> **DIRECTIONS**
Would you repeat the whole listing exactly?

> **SOURCE MATERIAL**
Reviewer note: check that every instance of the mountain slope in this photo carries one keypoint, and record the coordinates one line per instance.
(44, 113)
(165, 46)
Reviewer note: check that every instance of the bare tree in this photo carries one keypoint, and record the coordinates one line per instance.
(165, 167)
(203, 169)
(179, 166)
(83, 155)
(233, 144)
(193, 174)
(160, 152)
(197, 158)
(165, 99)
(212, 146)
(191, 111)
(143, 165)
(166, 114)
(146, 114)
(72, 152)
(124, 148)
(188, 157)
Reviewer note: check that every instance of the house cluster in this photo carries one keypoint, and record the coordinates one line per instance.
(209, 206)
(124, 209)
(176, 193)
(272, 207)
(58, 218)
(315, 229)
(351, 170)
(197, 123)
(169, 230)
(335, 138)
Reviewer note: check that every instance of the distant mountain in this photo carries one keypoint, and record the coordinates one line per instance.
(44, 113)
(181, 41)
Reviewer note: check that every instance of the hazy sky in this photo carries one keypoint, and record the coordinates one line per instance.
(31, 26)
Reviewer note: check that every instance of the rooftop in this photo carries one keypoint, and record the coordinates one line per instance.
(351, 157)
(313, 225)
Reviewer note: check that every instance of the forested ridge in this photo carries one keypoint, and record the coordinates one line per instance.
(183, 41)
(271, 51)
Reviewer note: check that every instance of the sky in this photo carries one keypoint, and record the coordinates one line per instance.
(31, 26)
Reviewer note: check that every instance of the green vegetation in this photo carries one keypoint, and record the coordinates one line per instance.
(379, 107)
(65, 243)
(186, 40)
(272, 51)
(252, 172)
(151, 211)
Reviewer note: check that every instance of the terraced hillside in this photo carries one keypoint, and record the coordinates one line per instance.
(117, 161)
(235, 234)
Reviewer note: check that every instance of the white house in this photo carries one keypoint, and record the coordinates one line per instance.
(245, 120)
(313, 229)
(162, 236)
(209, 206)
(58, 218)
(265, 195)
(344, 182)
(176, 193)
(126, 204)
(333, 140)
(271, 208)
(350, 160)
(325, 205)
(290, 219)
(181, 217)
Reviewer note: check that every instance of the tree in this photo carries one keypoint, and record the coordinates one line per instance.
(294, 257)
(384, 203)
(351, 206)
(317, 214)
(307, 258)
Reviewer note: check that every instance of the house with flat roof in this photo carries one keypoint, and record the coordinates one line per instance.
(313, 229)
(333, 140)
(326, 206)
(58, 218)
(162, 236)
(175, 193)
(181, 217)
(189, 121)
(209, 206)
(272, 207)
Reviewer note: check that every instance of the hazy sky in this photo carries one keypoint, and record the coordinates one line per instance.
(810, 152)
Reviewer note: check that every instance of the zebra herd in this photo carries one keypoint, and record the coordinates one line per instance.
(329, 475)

> **RESPONSE**
Reviewer note: check that every instance of the mountain slope in this photo carries one keypoint, and record the coordinates one line per instance.
(44, 113)
(165, 46)
Reviewer note: check that every instance of the bare tree in this photo carries one keypoint, and record the coordinates one line per instance.
(165, 167)
(203, 169)
(179, 166)
(83, 155)
(233, 144)
(193, 174)
(160, 152)
(197, 158)
(165, 99)
(212, 146)
(191, 111)
(143, 165)
(166, 114)
(146, 114)
(72, 152)
(124, 148)
(188, 157)
Reviewer note: check that every instance of the house cluster in this photo carries one keypoint, and record the coordinates one line per instance.
(209, 206)
(124, 209)
(176, 193)
(272, 207)
(58, 218)
(315, 229)
(351, 170)
(197, 123)
(169, 230)
(335, 138)
Reviewer note: check that every instance of the distant mountain in this photo carries one keypoint, and record the coordinates one line per instance.
(44, 113)
(181, 41)
Reviewer note: check that every instance of the hazy sky in this photo carries one keypoint, and record the coordinates one line per instance.
(31, 26)
Reviewer note: check that every instance of the rooftop in this photo carries one keypoint, and record the coordinates one line per instance.
(351, 157)
(313, 225)
Reviewer note: check that every instance of the forested ridge in this photo carries one keypoint, and record the coordinates one line per instance.
(183, 41)
(271, 51)
Reviewer note: check that every instance of the sky in this photo carries one keypoint, and record the coordinates one line per instance.
(31, 26)
Reviewer note: check that every instance of the green vegetation in this photo carries one keypoint, and record the coordinates one line per instance.
(379, 107)
(65, 243)
(186, 40)
(272, 51)
(252, 172)
(151, 211)
Reviewer note: check that every instance of the terraced hillside in this photo carries one keypoint, and record the coordinates one line per instance.
(117, 161)
(235, 234)
Reviewer note: check that every instance of the white house in this photo carries one keypoint, and record the coordinates one line per instance.
(245, 120)
(313, 229)
(162, 236)
(209, 206)
(58, 218)
(265, 195)
(344, 182)
(176, 193)
(126, 204)
(333, 140)
(271, 208)
(350, 160)
(325, 205)
(290, 219)
(181, 217)
Reviewer note: check that every instance of the tree in this photo carries one keypoint, and record the coordinates one line per instance.
(294, 257)
(384, 203)
(351, 206)
(317, 214)
(307, 258)
Reviewer note: check that every instance of the house with flat roof in this photo carries one keypoint, and record the coordinates one line per instance.
(313, 229)
(333, 140)
(326, 206)
(58, 218)
(162, 236)
(175, 193)
(181, 217)
(189, 121)
(209, 206)
(272, 207)
Reviewer note: check that every instance of the hazy sky in this photo carries one keypoint, and record the coordinates one line per instance.
(810, 152)
Reviewer note: check that every instance of the zebra herd in this photo carries one keypoint, and record the coordinates one line per instance.
(329, 475)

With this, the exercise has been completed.